**The request**
Below is a set of records; restate each one word for word.

**Point annotation records**

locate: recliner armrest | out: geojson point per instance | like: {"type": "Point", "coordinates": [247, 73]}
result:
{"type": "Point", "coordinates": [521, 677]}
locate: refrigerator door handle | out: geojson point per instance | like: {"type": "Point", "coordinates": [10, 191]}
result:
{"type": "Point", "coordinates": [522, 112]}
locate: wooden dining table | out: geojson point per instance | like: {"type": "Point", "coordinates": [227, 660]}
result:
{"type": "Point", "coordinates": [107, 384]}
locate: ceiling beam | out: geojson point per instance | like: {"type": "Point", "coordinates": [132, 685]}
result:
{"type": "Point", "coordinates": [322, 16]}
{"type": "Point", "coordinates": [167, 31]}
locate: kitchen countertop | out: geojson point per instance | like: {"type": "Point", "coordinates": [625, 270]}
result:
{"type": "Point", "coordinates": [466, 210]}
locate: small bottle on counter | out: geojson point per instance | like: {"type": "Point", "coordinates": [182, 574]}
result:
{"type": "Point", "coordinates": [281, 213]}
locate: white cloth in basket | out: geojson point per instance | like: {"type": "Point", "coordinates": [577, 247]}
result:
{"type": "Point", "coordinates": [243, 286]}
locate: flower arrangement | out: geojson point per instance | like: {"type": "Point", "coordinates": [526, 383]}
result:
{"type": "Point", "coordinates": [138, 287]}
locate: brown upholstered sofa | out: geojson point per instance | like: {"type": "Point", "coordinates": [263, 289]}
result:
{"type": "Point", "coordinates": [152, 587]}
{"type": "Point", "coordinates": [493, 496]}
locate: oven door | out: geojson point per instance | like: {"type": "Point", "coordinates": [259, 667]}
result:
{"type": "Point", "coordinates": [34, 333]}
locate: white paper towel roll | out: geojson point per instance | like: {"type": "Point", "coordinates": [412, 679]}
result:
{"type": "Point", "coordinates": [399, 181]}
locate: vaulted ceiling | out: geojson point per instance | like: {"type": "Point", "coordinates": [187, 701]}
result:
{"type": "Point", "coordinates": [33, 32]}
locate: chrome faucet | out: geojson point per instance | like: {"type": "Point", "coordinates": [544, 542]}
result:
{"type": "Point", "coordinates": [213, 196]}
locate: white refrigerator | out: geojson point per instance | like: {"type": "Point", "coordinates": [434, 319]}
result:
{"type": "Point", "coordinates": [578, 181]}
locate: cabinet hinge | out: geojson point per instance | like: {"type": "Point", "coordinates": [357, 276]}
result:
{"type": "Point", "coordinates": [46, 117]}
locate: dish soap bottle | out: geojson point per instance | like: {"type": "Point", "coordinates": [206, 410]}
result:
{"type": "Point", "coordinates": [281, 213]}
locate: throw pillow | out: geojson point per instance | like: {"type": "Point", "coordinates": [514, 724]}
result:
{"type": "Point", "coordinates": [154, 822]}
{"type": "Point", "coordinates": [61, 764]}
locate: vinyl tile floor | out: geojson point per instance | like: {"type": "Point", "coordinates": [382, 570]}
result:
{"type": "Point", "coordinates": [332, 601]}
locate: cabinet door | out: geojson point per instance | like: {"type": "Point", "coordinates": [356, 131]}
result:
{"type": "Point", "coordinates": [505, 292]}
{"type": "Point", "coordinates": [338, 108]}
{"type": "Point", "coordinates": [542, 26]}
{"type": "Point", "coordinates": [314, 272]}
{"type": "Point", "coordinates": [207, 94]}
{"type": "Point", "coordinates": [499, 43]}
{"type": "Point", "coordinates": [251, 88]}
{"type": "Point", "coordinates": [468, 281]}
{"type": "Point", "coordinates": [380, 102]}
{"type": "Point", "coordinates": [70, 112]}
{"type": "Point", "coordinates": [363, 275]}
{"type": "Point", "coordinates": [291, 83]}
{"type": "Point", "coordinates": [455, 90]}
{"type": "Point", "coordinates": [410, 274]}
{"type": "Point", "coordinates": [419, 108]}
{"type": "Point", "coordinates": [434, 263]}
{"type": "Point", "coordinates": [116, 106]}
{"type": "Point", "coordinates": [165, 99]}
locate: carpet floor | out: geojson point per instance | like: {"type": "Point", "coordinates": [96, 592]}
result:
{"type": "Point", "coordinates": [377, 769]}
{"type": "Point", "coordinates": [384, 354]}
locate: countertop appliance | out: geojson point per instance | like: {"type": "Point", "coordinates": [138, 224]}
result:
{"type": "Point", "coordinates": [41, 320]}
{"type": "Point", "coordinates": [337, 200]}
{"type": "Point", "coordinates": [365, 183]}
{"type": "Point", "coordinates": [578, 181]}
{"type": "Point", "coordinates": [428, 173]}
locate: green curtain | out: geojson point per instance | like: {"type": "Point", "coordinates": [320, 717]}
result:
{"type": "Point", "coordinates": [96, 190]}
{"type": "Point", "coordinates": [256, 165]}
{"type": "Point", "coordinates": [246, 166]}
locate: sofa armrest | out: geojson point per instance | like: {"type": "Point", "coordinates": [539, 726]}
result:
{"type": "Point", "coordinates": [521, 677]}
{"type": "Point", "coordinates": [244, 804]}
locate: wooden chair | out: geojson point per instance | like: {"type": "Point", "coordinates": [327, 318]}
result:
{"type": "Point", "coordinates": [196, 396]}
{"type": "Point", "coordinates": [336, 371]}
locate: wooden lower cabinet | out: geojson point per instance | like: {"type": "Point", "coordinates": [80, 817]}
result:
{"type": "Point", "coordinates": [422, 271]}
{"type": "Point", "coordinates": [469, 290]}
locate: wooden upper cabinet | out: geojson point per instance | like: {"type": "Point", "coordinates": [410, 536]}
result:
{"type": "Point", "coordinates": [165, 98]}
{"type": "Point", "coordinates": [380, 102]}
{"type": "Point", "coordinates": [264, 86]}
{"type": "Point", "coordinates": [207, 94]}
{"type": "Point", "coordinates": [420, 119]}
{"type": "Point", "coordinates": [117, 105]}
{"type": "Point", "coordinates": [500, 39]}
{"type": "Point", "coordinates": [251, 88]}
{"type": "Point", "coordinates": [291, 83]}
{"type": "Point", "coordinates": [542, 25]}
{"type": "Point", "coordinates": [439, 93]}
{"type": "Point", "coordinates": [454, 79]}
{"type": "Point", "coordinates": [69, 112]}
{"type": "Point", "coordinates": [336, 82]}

**Solution for this exercise**
locate: recliner armrest | out: geojson point per instance | like: {"type": "Point", "coordinates": [247, 73]}
result:
{"type": "Point", "coordinates": [521, 677]}
locate: refrigerator door handle | out: geojson point per instance | like: {"type": "Point", "coordinates": [10, 191]}
result:
{"type": "Point", "coordinates": [522, 112]}
locate: wooden dining table | out: geojson point per instance | like: {"type": "Point", "coordinates": [227, 660]}
result:
{"type": "Point", "coordinates": [107, 384]}
locate: ceiling beam | out: geojson point per instance | like: {"type": "Point", "coordinates": [132, 685]}
result:
{"type": "Point", "coordinates": [322, 16]}
{"type": "Point", "coordinates": [167, 31]}
locate: kitchen countertop | out: geojson point per instance | like: {"type": "Point", "coordinates": [625, 270]}
result:
{"type": "Point", "coordinates": [466, 210]}
locate: small bottle on counter | out: geojson point per instance | like: {"type": "Point", "coordinates": [182, 574]}
result:
{"type": "Point", "coordinates": [281, 213]}
locate: white cloth in basket | out: geojson point per instance | like: {"type": "Point", "coordinates": [577, 247]}
result:
{"type": "Point", "coordinates": [243, 286]}
locate: flower arrangement | out: geojson point per instance | like: {"type": "Point", "coordinates": [526, 383]}
result:
{"type": "Point", "coordinates": [138, 287]}
locate: brown upholstered sofa | out: geojson point per instance | like: {"type": "Point", "coordinates": [263, 289]}
result:
{"type": "Point", "coordinates": [152, 587]}
{"type": "Point", "coordinates": [493, 496]}
locate: oven door | out: geojson point per instance | like: {"type": "Point", "coordinates": [259, 667]}
result:
{"type": "Point", "coordinates": [34, 333]}
locate: white paper towel roll | out: geojson point per instance | like: {"type": "Point", "coordinates": [412, 679]}
result:
{"type": "Point", "coordinates": [399, 181]}
locate: vaulted ceiling | out: geojson point per instance | like: {"type": "Point", "coordinates": [187, 701]}
result:
{"type": "Point", "coordinates": [33, 32]}
locate: chrome faucet | out: geojson point per instance | like: {"type": "Point", "coordinates": [544, 542]}
result:
{"type": "Point", "coordinates": [213, 196]}
locate: white refrigerator | out: geojson point per instance | like: {"type": "Point", "coordinates": [434, 319]}
result:
{"type": "Point", "coordinates": [578, 181]}
locate: cabinet hinge | out: geojson point per instance | like: {"type": "Point", "coordinates": [357, 276]}
result:
{"type": "Point", "coordinates": [46, 117]}
locate: dish soap bottle | out: geojson point per instance | like: {"type": "Point", "coordinates": [206, 410]}
result:
{"type": "Point", "coordinates": [281, 213]}
locate: throw pillow | out: geojson point per instance | like: {"type": "Point", "coordinates": [514, 724]}
result:
{"type": "Point", "coordinates": [154, 822]}
{"type": "Point", "coordinates": [61, 764]}
locate: vinyl tile floor | out: geojson point per instance | like: {"type": "Point", "coordinates": [382, 570]}
result:
{"type": "Point", "coordinates": [332, 601]}
locate: cabinet door | out: geojson point per instance | like: {"type": "Point", "coordinates": [356, 131]}
result:
{"type": "Point", "coordinates": [505, 292]}
{"type": "Point", "coordinates": [338, 108]}
{"type": "Point", "coordinates": [542, 26]}
{"type": "Point", "coordinates": [314, 272]}
{"type": "Point", "coordinates": [207, 94]}
{"type": "Point", "coordinates": [499, 43]}
{"type": "Point", "coordinates": [251, 88]}
{"type": "Point", "coordinates": [468, 281]}
{"type": "Point", "coordinates": [380, 102]}
{"type": "Point", "coordinates": [70, 112]}
{"type": "Point", "coordinates": [363, 275]}
{"type": "Point", "coordinates": [291, 83]}
{"type": "Point", "coordinates": [455, 90]}
{"type": "Point", "coordinates": [410, 274]}
{"type": "Point", "coordinates": [419, 108]}
{"type": "Point", "coordinates": [434, 263]}
{"type": "Point", "coordinates": [116, 106]}
{"type": "Point", "coordinates": [165, 99]}
locate: carpet floor | out: geojson point per instance | like: {"type": "Point", "coordinates": [96, 592]}
result:
{"type": "Point", "coordinates": [377, 769]}
{"type": "Point", "coordinates": [384, 354]}
locate: countertop appliance | out: geojson point per instance | like: {"type": "Point", "coordinates": [138, 224]}
result:
{"type": "Point", "coordinates": [41, 320]}
{"type": "Point", "coordinates": [337, 200]}
{"type": "Point", "coordinates": [365, 183]}
{"type": "Point", "coordinates": [578, 181]}
{"type": "Point", "coordinates": [428, 173]}
locate: green curtain | out: geojson point per instance | like: {"type": "Point", "coordinates": [320, 717]}
result:
{"type": "Point", "coordinates": [96, 190]}
{"type": "Point", "coordinates": [256, 165]}
{"type": "Point", "coordinates": [246, 166]}
locate: sofa armrest | out: geojson point per instance | like: {"type": "Point", "coordinates": [539, 726]}
result:
{"type": "Point", "coordinates": [521, 677]}
{"type": "Point", "coordinates": [244, 804]}
locate: wooden chair | out: geojson point per instance | like: {"type": "Point", "coordinates": [327, 318]}
result:
{"type": "Point", "coordinates": [196, 396]}
{"type": "Point", "coordinates": [336, 371]}
locate: wooden lower cabinet | out: geojson point per instance | like: {"type": "Point", "coordinates": [80, 817]}
result:
{"type": "Point", "coordinates": [422, 271]}
{"type": "Point", "coordinates": [469, 290]}
locate: wooden upper cabinet | out: geojson point per instance | like: {"type": "Point", "coordinates": [410, 536]}
result:
{"type": "Point", "coordinates": [165, 98]}
{"type": "Point", "coordinates": [380, 102]}
{"type": "Point", "coordinates": [264, 86]}
{"type": "Point", "coordinates": [207, 94]}
{"type": "Point", "coordinates": [420, 119]}
{"type": "Point", "coordinates": [117, 105]}
{"type": "Point", "coordinates": [500, 39]}
{"type": "Point", "coordinates": [251, 88]}
{"type": "Point", "coordinates": [291, 83]}
{"type": "Point", "coordinates": [542, 25]}
{"type": "Point", "coordinates": [439, 93]}
{"type": "Point", "coordinates": [454, 79]}
{"type": "Point", "coordinates": [69, 112]}
{"type": "Point", "coordinates": [336, 82]}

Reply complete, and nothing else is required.